Listing:

start

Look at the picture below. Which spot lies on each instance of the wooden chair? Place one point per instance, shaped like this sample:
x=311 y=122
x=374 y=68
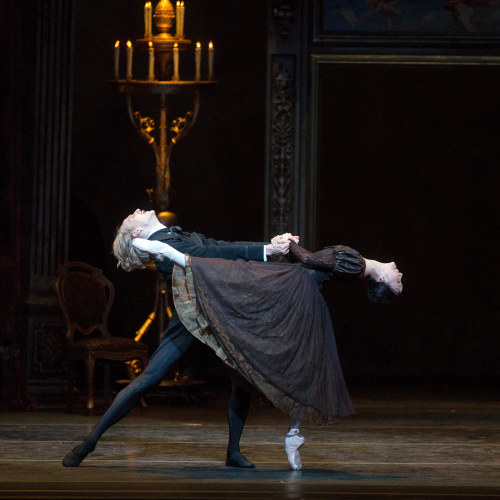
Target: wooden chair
x=86 y=297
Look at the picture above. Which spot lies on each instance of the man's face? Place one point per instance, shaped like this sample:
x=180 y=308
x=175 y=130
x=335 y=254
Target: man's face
x=139 y=219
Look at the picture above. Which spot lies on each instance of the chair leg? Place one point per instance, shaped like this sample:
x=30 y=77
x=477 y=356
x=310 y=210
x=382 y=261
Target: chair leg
x=107 y=383
x=69 y=383
x=89 y=368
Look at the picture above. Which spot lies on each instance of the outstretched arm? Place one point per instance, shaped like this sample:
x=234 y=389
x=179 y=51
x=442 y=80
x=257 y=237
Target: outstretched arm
x=160 y=250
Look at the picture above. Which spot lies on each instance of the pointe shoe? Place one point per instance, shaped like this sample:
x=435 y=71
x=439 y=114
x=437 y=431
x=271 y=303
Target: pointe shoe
x=292 y=446
x=239 y=460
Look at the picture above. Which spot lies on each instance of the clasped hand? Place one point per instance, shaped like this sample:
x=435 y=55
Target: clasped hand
x=280 y=244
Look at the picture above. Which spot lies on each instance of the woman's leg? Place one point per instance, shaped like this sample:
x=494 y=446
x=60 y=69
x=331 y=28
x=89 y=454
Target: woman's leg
x=293 y=441
x=237 y=412
x=172 y=346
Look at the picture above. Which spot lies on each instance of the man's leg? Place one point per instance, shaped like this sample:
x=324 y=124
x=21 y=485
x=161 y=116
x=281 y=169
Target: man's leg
x=175 y=341
x=237 y=412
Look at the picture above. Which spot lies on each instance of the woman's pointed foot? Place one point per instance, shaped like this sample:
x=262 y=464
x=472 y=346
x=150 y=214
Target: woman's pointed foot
x=75 y=457
x=238 y=460
x=292 y=445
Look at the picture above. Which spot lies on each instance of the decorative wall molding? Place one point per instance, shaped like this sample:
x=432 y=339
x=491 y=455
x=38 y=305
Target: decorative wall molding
x=282 y=143
x=52 y=136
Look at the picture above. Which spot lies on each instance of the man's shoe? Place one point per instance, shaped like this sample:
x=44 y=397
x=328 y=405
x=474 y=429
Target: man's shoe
x=239 y=460
x=75 y=457
x=292 y=446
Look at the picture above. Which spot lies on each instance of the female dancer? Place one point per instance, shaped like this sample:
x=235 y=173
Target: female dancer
x=290 y=352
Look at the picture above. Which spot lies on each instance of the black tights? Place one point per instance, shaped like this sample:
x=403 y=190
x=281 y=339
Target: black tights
x=237 y=412
x=175 y=342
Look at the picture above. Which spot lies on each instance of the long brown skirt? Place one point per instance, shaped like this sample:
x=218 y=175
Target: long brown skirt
x=271 y=323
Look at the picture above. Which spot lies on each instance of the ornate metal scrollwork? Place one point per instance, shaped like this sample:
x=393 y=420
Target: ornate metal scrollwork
x=284 y=17
x=282 y=150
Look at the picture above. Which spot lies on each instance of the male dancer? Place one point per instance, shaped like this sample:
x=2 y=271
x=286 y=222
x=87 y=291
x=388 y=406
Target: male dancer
x=176 y=339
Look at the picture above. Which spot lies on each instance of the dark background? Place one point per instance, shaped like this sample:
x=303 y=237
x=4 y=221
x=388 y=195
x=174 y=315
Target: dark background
x=217 y=170
x=408 y=171
x=408 y=164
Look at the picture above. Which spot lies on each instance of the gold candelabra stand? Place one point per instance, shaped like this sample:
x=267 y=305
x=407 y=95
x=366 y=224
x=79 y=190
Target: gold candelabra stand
x=163 y=80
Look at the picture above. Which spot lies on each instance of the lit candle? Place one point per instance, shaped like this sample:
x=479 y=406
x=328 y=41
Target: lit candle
x=148 y=20
x=151 y=62
x=197 y=60
x=180 y=34
x=176 y=62
x=117 y=60
x=210 y=60
x=130 y=50
x=178 y=19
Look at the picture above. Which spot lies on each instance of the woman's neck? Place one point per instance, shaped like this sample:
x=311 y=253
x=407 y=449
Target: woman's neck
x=156 y=226
x=373 y=269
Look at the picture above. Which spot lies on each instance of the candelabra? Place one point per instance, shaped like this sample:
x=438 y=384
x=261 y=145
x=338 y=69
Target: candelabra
x=163 y=80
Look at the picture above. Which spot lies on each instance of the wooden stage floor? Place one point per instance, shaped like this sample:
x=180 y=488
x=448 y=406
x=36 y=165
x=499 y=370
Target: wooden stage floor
x=398 y=445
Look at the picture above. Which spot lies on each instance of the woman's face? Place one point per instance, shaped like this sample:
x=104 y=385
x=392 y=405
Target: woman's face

end

What is needed: Rewrite the whole listing above, replacing every "instance" with "occurrence" and keeping everything else the same. Leave out the pictures.

Exercise output:
Look at the picture below. Which spot lies on each occurrence of the wooden chair? Place one point per occurrence, shaped like this sample:
x=311 y=122
x=374 y=68
Target: wooden chair
x=86 y=297
Look at the picture above. Which spot lies on each occurrence of the man's face? Place one point per occurrence, shaped like this sample:
x=180 y=308
x=175 y=130
x=335 y=254
Target: man's face
x=139 y=219
Look at the picture above. Which spot lies on each occurrence of the chair leg? Place one point per occurrence, shaped like this sample:
x=30 y=77
x=477 y=356
x=310 y=210
x=382 y=261
Target: chair leg
x=107 y=383
x=69 y=383
x=89 y=368
Look at the picture above. Which spot lies on each occurrence of the outstretched arm? Place one point per occurrence, shaped like this sample:
x=234 y=389
x=179 y=51
x=442 y=80
x=257 y=237
Target: outstretched arm
x=160 y=250
Look at the picture above. Which spot lies on each occurrence of the pointe shoe? Place one point per occurrence, shaped like this sample:
x=435 y=71
x=439 y=114
x=437 y=431
x=271 y=303
Target: pointe shoe
x=292 y=446
x=239 y=460
Look at the picture above. Which spot lies on each occurrence of the clasped hand? Place one point per occurrence, shaped like this sample:
x=435 y=55
Target: clasped hand
x=280 y=244
Look at the picture above. Which spot lies on each occurrence of the woman's leg? Place one point per occurrence, shaped like this sample:
x=494 y=446
x=60 y=69
x=331 y=28
x=89 y=454
Target: woman's leg
x=293 y=441
x=237 y=412
x=172 y=346
Look at the picture above. Which spot lies on each occurrence of the man's leg? Place one point per occurrence, shaped like this sample:
x=324 y=124
x=21 y=485
x=161 y=116
x=281 y=169
Target: man's leg
x=175 y=341
x=237 y=412
Look at the picture above. Which spot lies on each occurrence of the woman's pointed foot? Place one point per occurrence, shaped like this sample:
x=262 y=464
x=472 y=346
x=150 y=214
Target: woman's pointed foot
x=75 y=457
x=238 y=460
x=292 y=445
Look at the picture above. Which spot lies on each occurrence of the decorative wall molding? Place one point per occurrence, shaped like this sample:
x=432 y=339
x=491 y=455
x=38 y=305
Target: decorative wall molding
x=282 y=143
x=52 y=136
Look at the picture above. Which spot lies on each occurrence of the man's shoe? Place one point per occurrence, shaped like this sample:
x=44 y=397
x=328 y=405
x=474 y=429
Target: man's shoe
x=239 y=460
x=75 y=457
x=292 y=446
Look at the picture above. Which spot lies on each occurrence of the female dancer? Place one point per occurrence, shaped like this sample:
x=235 y=173
Target: female dancer
x=290 y=352
Look at the picture above. Which spot lies on each occurrence of the black tights? Place one point per occurrence, shaped like this sample:
x=403 y=190
x=281 y=339
Target: black tights
x=237 y=412
x=175 y=342
Look at the picture above. Which spot lies on each occurrence of the long brown skirt? Place one point per occurrence, shaped like this sample:
x=218 y=175
Target: long brown skirt
x=271 y=323
Look at the picture above. Which spot lies on each occurrence of the ornate metal scrollwork? Place one point per occurrence, shaped like this sample:
x=393 y=420
Target: ornate metal scrollwork
x=284 y=17
x=282 y=150
Look at the picture above. Which spot lies on each occurrence of the male dancer? Place one point per occurrence, shaped like this sample:
x=2 y=271
x=286 y=222
x=87 y=291
x=388 y=406
Target: male dancer
x=176 y=339
Look at the picture above. Which spot lies on each occurrence of the dark background? Place one point per occurrence, shaped like this sample:
x=303 y=237
x=4 y=221
x=388 y=195
x=174 y=315
Target: dark background
x=217 y=170
x=408 y=171
x=408 y=164
Look at the picture above. Which spot lies on each occurrence of the gold candelabra stand? Place one point per occurrence, shaped like this sample:
x=267 y=305
x=407 y=95
x=366 y=224
x=79 y=190
Target: gold candelabra stand
x=163 y=80
Look at the picture above. Which spot lies on each occurrence of the lit candle? Place one point per occurrence, shaped like this sample:
x=479 y=406
x=328 y=41
Target: lit candle
x=148 y=20
x=151 y=62
x=197 y=60
x=180 y=34
x=176 y=62
x=117 y=60
x=210 y=60
x=130 y=50
x=178 y=19
Look at the picture above. Which spot lies on each occurrence of the woman's neck? Place one point per occurrence, shaped like this sample:
x=311 y=253
x=407 y=449
Target: woman's neck
x=156 y=226
x=373 y=269
Look at the picture above. Which spot lies on each occurrence of the candelabra? Place one point per occurrence, shaped like this sample:
x=438 y=384
x=261 y=145
x=338 y=69
Target: candelabra
x=163 y=80
Look at the picture above. Which spot lies on each occurrence of the wooden stage floor? Place one point per occurrence, shaped like this sample:
x=180 y=488
x=448 y=406
x=36 y=165
x=499 y=370
Target: wooden stage floor
x=398 y=445
Look at the picture above. Which spot lies on each occurrence of the woman's face? Place one point per occurrence, shaped like this sample:
x=104 y=385
x=392 y=405
Target: woman's face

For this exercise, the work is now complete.